• Texto del documento:

"""

Al final Mayor y Arenal acabaron pareciéndose bastante, una, en edición de lujo; la otra en rústica. A los de pueblo, acaso por esta razón, nos gusta un poco más Arenal (la preferida de Pla), porque parece que desembocará en la plaza de nuestro lugar. Hace muchos años, en otra vida, tuve que ir al estudio del arquitecto Luis Cervera Vera, a hacerle una entrevista. Había unido dos casas, una de la calle Mayor y otra de Arenal, y el resultado era entre tranvía y colmena, unos cubículos interiores donde trabajaban a la luz de los flexos cincuenta delineantes y aparejadores con una aplicación de lo más pessoana. No se oía una mosca, solo el cespitar de los rotrin sobre el papel. En aquel lugar vi la acuarela más bonita que he visto nunca, muy pequeña, un nocturno del monasterio del Escorial, con luna llena, de Eduardo Rosales. Un amigo recuerda que ese estudio estaba en Arenal, frente a San Ginés. ¿Quién tendrá razón de los dos, en qué calle estaría?

La importante, en cambio, fue durante mucho tiempo la calle Mayor, más ancha, más hecha para comitivas reales, carruajes y desfiles, porque en ella se encontraban los palacios de aquellos grandes títulos que servían al rey, incluido el de los Consejos, hoy Capitanía General y sede del Consejo de Estado. Este es uno de los más bonitos de Madrid, pero la gente pasa de largo sin fijarse, como tampoco se fija en el palacio de los duques de Abrantes que está enfrente (hoy sede del Instituto Italiano de Cultura). El de los Consejos se ha quedado por dentro como la mayoría de los palacios, en 1800, y el otro un poco más acá, pero no mucho. Quedan algunos más, hasta llegar a la Casa de la Villa en la plaza de la Villa, donde sigue en pie la torre de los Lujanes, el más venerable de todos.

"""

(Registros de señalamiento de objetos en fotos)
"""

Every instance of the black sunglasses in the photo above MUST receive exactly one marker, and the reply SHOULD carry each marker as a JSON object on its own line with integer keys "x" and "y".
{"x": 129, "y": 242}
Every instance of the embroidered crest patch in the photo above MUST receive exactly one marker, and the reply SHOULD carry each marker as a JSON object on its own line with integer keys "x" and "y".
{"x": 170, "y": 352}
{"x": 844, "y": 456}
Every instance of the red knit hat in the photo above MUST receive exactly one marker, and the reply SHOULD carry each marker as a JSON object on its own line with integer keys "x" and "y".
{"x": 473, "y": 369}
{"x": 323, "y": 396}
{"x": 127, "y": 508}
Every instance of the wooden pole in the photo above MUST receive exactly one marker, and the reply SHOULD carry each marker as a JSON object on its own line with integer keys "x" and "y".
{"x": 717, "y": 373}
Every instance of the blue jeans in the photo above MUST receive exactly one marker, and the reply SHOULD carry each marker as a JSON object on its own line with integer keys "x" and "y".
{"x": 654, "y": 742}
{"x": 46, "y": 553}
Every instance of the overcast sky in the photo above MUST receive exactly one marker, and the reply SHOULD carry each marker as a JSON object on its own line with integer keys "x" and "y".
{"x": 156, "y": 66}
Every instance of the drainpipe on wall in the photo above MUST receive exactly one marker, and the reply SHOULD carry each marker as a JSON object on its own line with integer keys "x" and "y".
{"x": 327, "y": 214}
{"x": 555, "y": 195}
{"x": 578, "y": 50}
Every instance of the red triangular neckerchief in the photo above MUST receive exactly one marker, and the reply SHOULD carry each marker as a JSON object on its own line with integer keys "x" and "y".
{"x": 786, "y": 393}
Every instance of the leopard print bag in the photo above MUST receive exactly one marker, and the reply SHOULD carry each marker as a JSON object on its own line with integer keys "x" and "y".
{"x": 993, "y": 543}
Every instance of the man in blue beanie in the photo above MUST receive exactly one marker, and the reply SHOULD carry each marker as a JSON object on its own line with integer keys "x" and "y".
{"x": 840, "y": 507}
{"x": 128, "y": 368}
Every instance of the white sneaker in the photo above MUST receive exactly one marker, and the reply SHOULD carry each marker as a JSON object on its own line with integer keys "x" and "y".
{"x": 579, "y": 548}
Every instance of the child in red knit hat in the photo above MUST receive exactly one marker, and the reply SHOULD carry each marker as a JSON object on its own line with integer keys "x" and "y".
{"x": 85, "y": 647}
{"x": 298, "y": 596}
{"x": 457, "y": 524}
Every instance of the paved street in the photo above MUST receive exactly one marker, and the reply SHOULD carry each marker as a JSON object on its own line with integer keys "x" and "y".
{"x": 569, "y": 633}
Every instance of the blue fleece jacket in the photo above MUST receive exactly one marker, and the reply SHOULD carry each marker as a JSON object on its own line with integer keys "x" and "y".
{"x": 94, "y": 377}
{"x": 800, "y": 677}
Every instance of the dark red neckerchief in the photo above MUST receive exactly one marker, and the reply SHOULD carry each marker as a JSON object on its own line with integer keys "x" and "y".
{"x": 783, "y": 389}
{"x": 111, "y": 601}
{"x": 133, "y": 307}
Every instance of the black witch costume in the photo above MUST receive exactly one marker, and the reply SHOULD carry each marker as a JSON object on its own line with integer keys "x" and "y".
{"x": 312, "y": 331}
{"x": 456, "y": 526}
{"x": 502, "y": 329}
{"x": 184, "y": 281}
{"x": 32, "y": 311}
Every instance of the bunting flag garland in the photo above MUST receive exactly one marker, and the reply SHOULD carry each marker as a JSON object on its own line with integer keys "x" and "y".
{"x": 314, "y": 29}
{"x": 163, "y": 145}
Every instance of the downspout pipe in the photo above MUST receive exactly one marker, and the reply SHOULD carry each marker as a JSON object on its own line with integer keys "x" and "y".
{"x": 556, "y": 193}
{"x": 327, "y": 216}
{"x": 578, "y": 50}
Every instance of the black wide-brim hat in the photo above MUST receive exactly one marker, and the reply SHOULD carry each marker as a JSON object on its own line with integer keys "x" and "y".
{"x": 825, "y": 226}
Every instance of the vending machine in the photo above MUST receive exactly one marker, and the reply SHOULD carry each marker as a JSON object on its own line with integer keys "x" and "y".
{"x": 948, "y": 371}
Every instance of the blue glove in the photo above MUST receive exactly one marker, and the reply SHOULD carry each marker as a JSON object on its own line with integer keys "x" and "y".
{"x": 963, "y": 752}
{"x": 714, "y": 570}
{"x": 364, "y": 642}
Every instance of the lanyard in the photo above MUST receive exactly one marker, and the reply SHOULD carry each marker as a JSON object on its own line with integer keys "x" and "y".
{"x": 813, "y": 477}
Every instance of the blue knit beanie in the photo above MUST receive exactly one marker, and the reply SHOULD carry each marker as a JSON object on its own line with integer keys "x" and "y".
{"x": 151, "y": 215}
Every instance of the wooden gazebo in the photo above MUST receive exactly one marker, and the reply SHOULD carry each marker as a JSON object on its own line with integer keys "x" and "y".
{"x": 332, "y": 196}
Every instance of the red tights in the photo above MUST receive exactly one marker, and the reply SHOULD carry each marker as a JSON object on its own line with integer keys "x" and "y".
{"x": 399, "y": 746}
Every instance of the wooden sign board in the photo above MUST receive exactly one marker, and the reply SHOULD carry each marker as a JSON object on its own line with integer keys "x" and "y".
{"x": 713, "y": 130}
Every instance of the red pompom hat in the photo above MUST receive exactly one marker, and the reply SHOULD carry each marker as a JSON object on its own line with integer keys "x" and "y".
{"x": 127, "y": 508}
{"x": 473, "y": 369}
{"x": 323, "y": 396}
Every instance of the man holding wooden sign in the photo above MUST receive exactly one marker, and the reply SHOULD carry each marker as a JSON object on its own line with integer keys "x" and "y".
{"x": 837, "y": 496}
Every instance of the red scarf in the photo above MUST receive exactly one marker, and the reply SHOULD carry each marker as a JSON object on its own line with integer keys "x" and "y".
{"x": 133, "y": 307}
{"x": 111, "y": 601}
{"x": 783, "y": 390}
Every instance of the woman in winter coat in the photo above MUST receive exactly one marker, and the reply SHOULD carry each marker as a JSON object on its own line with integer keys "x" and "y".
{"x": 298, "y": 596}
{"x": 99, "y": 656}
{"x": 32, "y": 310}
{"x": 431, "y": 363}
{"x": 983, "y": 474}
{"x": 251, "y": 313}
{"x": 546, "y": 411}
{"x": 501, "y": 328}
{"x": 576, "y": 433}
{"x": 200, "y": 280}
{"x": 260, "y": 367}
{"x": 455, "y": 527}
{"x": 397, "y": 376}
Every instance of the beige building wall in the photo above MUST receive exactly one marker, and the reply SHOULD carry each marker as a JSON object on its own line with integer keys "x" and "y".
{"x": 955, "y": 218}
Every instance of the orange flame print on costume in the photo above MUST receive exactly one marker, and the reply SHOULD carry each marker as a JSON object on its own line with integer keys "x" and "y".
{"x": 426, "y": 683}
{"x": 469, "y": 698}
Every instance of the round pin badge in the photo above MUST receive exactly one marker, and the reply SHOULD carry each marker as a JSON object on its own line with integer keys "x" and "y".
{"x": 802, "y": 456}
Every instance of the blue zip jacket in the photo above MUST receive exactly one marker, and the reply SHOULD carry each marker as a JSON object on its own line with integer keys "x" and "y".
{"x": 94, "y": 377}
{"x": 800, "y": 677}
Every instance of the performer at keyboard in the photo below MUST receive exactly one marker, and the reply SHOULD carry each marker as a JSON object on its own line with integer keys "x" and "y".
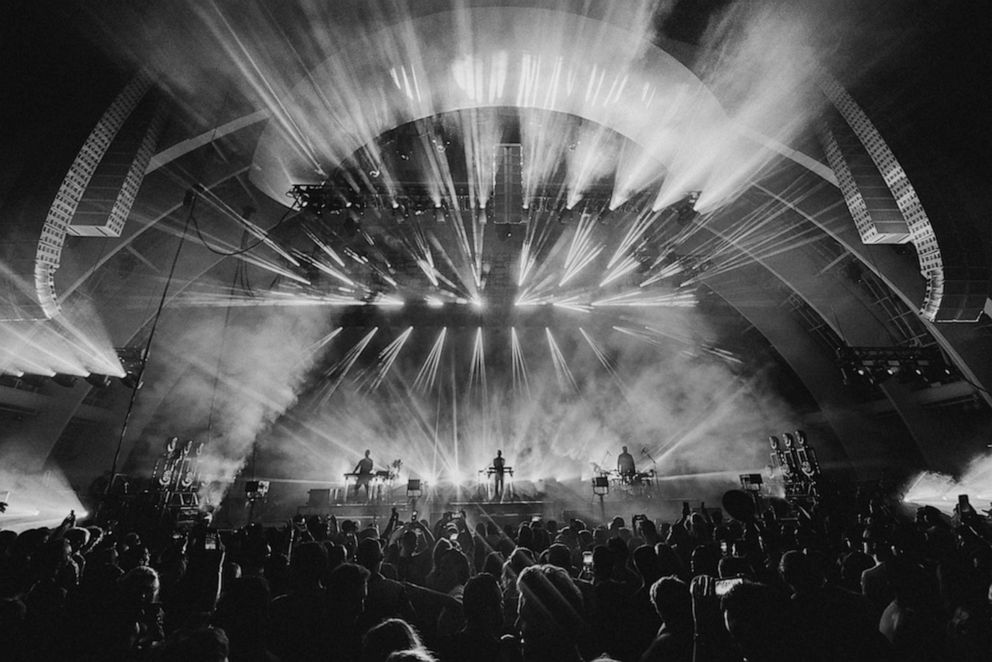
{"x": 499, "y": 468}
{"x": 364, "y": 474}
{"x": 625, "y": 466}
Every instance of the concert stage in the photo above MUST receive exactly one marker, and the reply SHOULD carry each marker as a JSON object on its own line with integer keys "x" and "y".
{"x": 522, "y": 501}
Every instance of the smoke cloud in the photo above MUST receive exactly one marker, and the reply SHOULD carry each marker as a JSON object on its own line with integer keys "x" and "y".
{"x": 941, "y": 490}
{"x": 223, "y": 378}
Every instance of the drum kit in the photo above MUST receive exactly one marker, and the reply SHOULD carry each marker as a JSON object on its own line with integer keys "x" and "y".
{"x": 640, "y": 483}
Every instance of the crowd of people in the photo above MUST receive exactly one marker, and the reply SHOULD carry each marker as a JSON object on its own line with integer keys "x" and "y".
{"x": 845, "y": 578}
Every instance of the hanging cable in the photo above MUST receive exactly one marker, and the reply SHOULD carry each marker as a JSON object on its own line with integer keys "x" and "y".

"""

Por favor, actualiza el fragmento del texto sobre las calles Mayor y Arenal que se abre con las palabras "La importante, en" y se cierra con "venerable de todos.", y escríbelo de nuevo cambiando "carruajes" por "coches de caballos".

• Tarea resuelta:
La importante, en cambio, fue durante mucho tiempo la calle Mayor, más ancha, más hecha para comitivas reales, coches de caballos y desfiles, porque en ella se encontraban los palacios de aquellos grandes títulos que servían al rey, incluido el de los Consejos, hoy Capitanía General y sede del Consejo de Estado. Este es uno de los más bonitos de Madrid, pero la gente pasa de largo sin fijarse, como tampoco se fija en el palacio de los duques de Abrantes que está enfrente (hoy sede del Instituto Italiano de Cultura). El de los Consejos se ha quedado por dentro como la mayoría de los palacios, en 1800, y el otro un poco más acá, pero no mucho. Quedan algunos más, hasta llegar a la Casa de la Villa en la plaza de la Villa, donde sigue en pie la torre de los Lujanes, el más venerable de todos.